After a few months, the God Editor had me covering anything in and around Bundaberg, from CWA and Red Cross meetings to magistrate’s court, council meetings and even big district court trials. One day I was called into his office and had to mount my own defence for the unforgiveable sin of arriving late at the annual CWA branch meeting.

“How the hell did that happen? You know it’s the most important day of the year for all those women?” my editor thundered.

“Er, well, Mr H, you also had me down for court and there was a bloke up on an attempted murder charge. The cop prosecutor said he had shot one of his neighbours  … I thought that would be more important”.

“But you could have picked up the details from the prosecutor later, couldn’t you? Just make sure you get a copy of the CWA president’s annual report and a list of elected office bearers. We need to cover the community’s bread and butter issues too, not just sensational court stories.”

Yeah, right. What would a cub reporter know?

Several months later I took his advice when a couple of similar engagements clashed. There was an adjourned hearing of the attempted murder case, but as the God Editor had directed, I would have to get the details later — better not keep those Red Cross ladies waiting (plus they served delicious jam scones and lamingtons after their meetings, just like the CWA members. The God Editor’s wife, Mrs H, always gave me a warm welcome too).

Exercise task a » In the page excerpt about a cub reporter, which kinds of assignments in and around Bundaberg does the first paragraph say the editor gave? List every one.

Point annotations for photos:

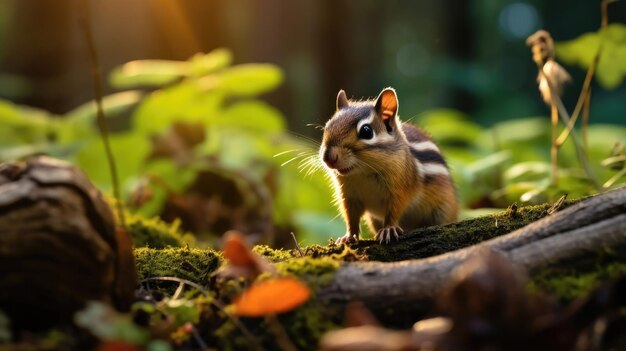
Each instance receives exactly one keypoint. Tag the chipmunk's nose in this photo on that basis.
(330, 156)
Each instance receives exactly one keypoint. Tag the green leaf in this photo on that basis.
(201, 64)
(112, 105)
(487, 164)
(248, 79)
(150, 73)
(450, 127)
(23, 125)
(254, 116)
(183, 102)
(130, 151)
(527, 171)
(611, 41)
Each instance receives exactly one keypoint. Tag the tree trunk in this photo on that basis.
(581, 232)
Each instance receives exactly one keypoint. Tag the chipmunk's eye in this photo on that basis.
(366, 132)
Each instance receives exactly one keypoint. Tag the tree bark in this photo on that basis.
(58, 245)
(580, 232)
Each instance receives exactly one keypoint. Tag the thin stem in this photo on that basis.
(614, 178)
(585, 125)
(554, 148)
(582, 158)
(97, 89)
(582, 99)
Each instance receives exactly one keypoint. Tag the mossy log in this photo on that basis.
(58, 245)
(582, 232)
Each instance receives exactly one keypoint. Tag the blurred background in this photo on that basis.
(461, 68)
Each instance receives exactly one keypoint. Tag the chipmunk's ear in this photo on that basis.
(387, 104)
(342, 100)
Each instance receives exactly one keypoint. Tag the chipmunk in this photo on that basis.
(385, 170)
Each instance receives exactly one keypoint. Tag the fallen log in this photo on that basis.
(581, 232)
(58, 245)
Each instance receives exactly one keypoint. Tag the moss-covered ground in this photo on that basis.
(316, 266)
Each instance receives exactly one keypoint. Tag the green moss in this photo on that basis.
(192, 264)
(316, 272)
(436, 240)
(566, 284)
(156, 233)
(273, 255)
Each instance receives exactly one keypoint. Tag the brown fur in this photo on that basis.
(385, 185)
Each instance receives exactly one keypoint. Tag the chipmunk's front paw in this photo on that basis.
(386, 234)
(348, 239)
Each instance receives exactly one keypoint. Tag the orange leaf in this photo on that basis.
(236, 250)
(117, 346)
(271, 297)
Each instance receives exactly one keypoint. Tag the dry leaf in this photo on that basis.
(242, 262)
(271, 297)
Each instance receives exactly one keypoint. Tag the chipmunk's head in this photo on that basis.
(361, 132)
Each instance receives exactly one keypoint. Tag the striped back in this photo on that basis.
(430, 162)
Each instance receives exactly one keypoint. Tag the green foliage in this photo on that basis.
(239, 135)
(202, 115)
(155, 233)
(611, 41)
(510, 162)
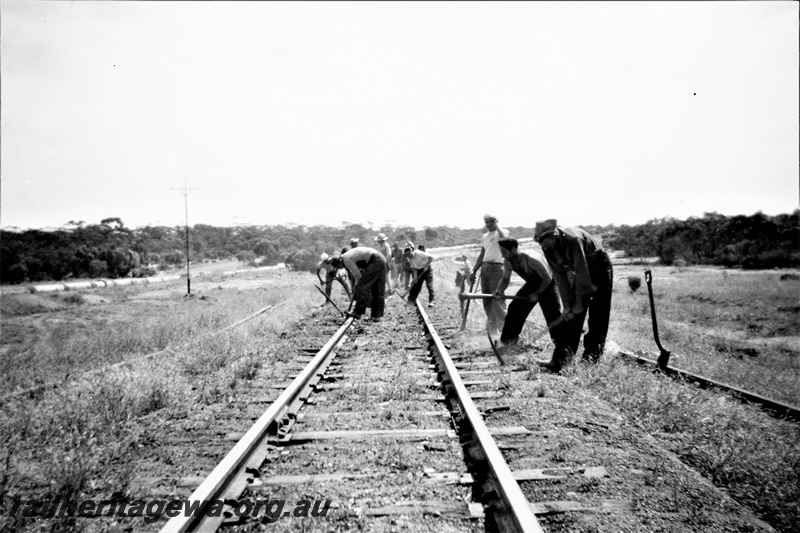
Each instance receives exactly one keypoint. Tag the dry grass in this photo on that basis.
(83, 438)
(736, 327)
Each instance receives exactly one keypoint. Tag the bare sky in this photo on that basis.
(415, 113)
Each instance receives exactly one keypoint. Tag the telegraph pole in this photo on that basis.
(186, 190)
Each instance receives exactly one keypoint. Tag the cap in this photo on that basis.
(544, 228)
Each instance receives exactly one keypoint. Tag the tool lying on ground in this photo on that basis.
(331, 301)
(479, 296)
(663, 358)
(494, 347)
(403, 296)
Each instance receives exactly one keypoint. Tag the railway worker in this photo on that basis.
(370, 287)
(539, 287)
(584, 276)
(490, 263)
(332, 273)
(383, 247)
(420, 261)
(464, 271)
(408, 270)
(396, 263)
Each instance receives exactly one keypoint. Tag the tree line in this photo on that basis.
(110, 249)
(753, 242)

Exercise task b » Which lines in the rows contain the word "green"? Return each of those lines in full. Case counts.

Correct response a »
- CWA meetings
- Red Cross meetings
- Magistrate's court
- Council meetings
- Big district court trials

Correct response b »
Each instance receives exactly one keypoint. Tag the green leaf in this photo on that basis.
Each instance receives exactly one keypoint. Tag the green moss in this photo on that basis.
Each instance receives exactly one keypoint. Tag the green foliage in this photo on that basis.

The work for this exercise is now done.